DATA ENTRIES:
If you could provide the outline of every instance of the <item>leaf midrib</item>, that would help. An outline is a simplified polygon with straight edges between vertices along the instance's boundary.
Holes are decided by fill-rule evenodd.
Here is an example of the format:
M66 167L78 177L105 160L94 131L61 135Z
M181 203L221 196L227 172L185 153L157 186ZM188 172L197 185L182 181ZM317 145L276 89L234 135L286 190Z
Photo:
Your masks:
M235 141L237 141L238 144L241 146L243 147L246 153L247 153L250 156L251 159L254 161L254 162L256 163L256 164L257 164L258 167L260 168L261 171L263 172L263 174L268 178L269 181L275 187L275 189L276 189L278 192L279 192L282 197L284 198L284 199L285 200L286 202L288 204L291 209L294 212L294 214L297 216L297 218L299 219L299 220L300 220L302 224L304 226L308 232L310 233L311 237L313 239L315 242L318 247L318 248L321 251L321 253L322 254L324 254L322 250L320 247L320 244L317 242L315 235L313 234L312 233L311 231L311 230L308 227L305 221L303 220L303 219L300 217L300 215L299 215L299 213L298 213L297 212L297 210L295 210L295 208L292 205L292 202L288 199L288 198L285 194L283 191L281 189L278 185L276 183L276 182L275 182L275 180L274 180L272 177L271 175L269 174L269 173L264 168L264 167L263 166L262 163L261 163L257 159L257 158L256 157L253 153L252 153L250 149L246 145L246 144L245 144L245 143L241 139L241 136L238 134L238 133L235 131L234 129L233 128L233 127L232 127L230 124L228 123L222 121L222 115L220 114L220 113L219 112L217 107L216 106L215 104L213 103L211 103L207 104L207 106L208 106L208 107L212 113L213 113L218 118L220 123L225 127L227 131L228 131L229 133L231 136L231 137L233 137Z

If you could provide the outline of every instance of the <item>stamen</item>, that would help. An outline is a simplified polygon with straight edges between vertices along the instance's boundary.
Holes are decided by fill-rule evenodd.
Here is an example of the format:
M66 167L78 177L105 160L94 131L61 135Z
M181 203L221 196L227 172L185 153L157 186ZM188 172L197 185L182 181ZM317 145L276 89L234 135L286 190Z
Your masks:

EXERCISE TASK: Can you edit the items above so that every "outline" reads "contour", leaving the rest of their text unchanged?

EXPECTED ANSWER:
If you could provide the contour of every instance of the <item>leaf midrib</item>, that would help. An contour is a simplified polygon with straight edges between vertices along the instance's boundary.
Holes are decided by fill-rule evenodd.
Here is an example of the format:
M66 167L78 177L105 160L94 131L61 135Z
M181 203L221 196L227 172L185 153L157 186ZM188 172L197 185L182 181ZM317 145L276 89L234 135L286 190Z
Photo:
Your masks:
M235 141L237 141L238 144L241 146L243 147L246 153L247 153L250 156L251 159L254 161L254 162L256 163L256 164L257 164L258 167L260 168L261 171L263 172L263 174L268 178L269 181L275 187L275 189L276 189L278 192L279 192L282 197L284 198L284 199L285 200L286 202L288 204L291 209L294 212L294 214L297 216L297 218L299 219L299 220L300 220L302 224L304 226L308 232L310 233L311 237L313 239L315 242L318 247L318 248L321 251L321 253L322 254L324 254L322 250L320 247L320 244L317 242L315 235L313 234L312 233L311 231L311 230L308 227L305 221L303 220L303 219L300 217L300 215L299 215L299 213L298 213L297 212L297 210L295 210L295 208L292 205L292 202L288 199L288 198L285 194L283 191L281 189L278 185L276 183L276 182L275 182L275 180L274 180L272 177L271 175L269 174L269 173L264 168L264 167L263 166L262 163L261 163L257 159L257 158L256 157L253 153L252 153L250 149L246 145L246 144L245 144L245 143L241 139L241 136L238 134L238 133L235 131L234 129L233 128L233 127L232 127L230 124L228 123L222 121L222 115L220 114L220 113L219 112L217 107L216 106L215 104L213 103L211 103L207 104L207 106L208 106L208 107L212 113L213 113L218 118L220 123L225 127L227 131L228 131L229 133L231 136L231 137L233 137Z

If you could provide the contour of every instance of the <item>stamen</item>, that would help. An contour is a simplified polygon with straight edges between vertices along the instance's boundary.
Holes are decided by fill-rule evenodd.
Here is an example of the format:
M66 167L78 177L105 160L94 131L61 135Z
M181 203L221 196L227 172L185 153L157 186ZM188 172L197 185L182 181ZM317 145L276 89L234 135L286 190Z
Your masks:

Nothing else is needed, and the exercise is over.